Что нужно сделать
1. Выпишите из текста о богатстве Аднана Кашоги фрагмент, начиная со слов «Когда в 1964» и заканчивая словами «шиком среди избранных.».
2. Определите, соответствуют ли тексту о богатстве Аднана Кашоги утверждения (а), (б) и (в). Для каждого ответьте «да» или «нет» и приведите дословно слова текста, на которых основан ответ.
(а) Кашоги вел дела в 37 странах.
(б) Яхта Кашоги называлась «Британия».
(в) В автопарке Кашоги было более трехсот машин.

Исходный текст
————
Когда в 1964 году на трон взошел король Фейсал дела Аднана Кашоги пошли резко в гору. Он стал единственным посредником по продаже американского оружия арабам. К тому времени он только приближался к своему первому миллиарду. Настоящие деньги пошли к нему после арабо-израильской войны 1973 года, когда нефть впервые резко подорожала, а все напуганные арабские страны начали лихорадочно вооружаться. В те годы Кашоги и создал свою финансовую империю, оцениваемую в 4 миллиарда долларов.

Его домом поистине был весь мир – он имел дела в 37 странах! Только огромных имений, разбросанных во всех частях света, у него было 12. Знаменито ранчо, площадью 200 000 акров в Кении, куда на охоту на львов, леопардов, слонов приезжали президенты, члены королевских фамилий и простые миллиардеры. Организация такой охоты стоит миллионы долларов и считается высшим шиком среди избранных.

 Он имел дворцы в Марбелье, которые Абрамович и Гусинский только-только обживают, дворцы на Канарских островах, столь модных в 70-х. А невиданной архитектуры апартаменты, обставленные с немыслимой роскошью: в Париже, Лондоне, Каннах, Мадриде, Риме, Монте-Карло, в прекрасном Бейруте, еще не разрушенном войной, Эр-Рияде, Джидде.

Владел он и двумя этажами роскошного небоскреба на Манхэттене. Его яхта «Набилла» с площадкой для вертолетов была столь роскошна, что затмила яхту «Британия» английской королевы, до того считавшейся эталоном величия и красоты. Да что – затмила! Ехидные журналисты писали, что в сравнении с «Набиллой» яхта королевы выглядела туристическим паромом для простолюдинов. Его автопарк, состоявший из всех известных в мире супердорогих машин, изготовленных  для Кашоги индивидуально, приближался к двум сотням!

Собирал он и живопись, и антиквариат, но это отдельная тема, о его коллекции мы, наверное, узнаем только после его смерти. Об одежде, обуви, драгоценностях Кашоги как-то и упоминать неловко, все делалось в единственном экземпляре, без права повтора.
————
Исходные данные
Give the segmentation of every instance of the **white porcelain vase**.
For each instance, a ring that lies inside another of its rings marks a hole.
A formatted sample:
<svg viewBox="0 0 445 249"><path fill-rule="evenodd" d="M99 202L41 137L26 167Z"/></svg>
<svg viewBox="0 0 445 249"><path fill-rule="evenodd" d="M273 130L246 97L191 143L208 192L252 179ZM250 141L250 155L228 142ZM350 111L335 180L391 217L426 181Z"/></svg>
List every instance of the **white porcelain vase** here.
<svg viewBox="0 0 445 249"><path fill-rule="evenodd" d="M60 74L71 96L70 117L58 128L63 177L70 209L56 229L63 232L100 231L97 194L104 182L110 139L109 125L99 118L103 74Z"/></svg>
————
Ответы к заданиям
1.
Когда в 1964 году на трон взошел король Фейсал дела Аднана Кашоги пошли резко в гору. Он стал единственным посредником по продаже американского оружия арабам. К тому времени он только приближался к своему первому миллиарду. Настоящие деньги пошли к нему после арабо-израильской войны 1973 года, когда нефть впервые резко подорожала, а все напуганные арабские страны начали лихорадочно вооружаться. В те годы Кашоги и создал свою финансовую империю, оцениваемую в 4 миллиарда долларов.

Его домом поистине был весь мир – он имел дела в 37 странах! Только огромных имений, разбросанных во всех частях света, у него было 12. Знаменито ранчо, площадью 200 000 акров в Кении, куда на охоту на львов, леопардов, слонов приезжали президенты, члены королевских фамилий и простые миллиардеры. Организация такой охоты стоит миллионы долларов и считается высшим шиком среди избранных.

2.
(а) Да: «он имел дела в 37 странах».
(б) Нет: «Его яхта «Набилла» с площадкой для вертолетов».
(в) Нет: «приближался к двум сотням».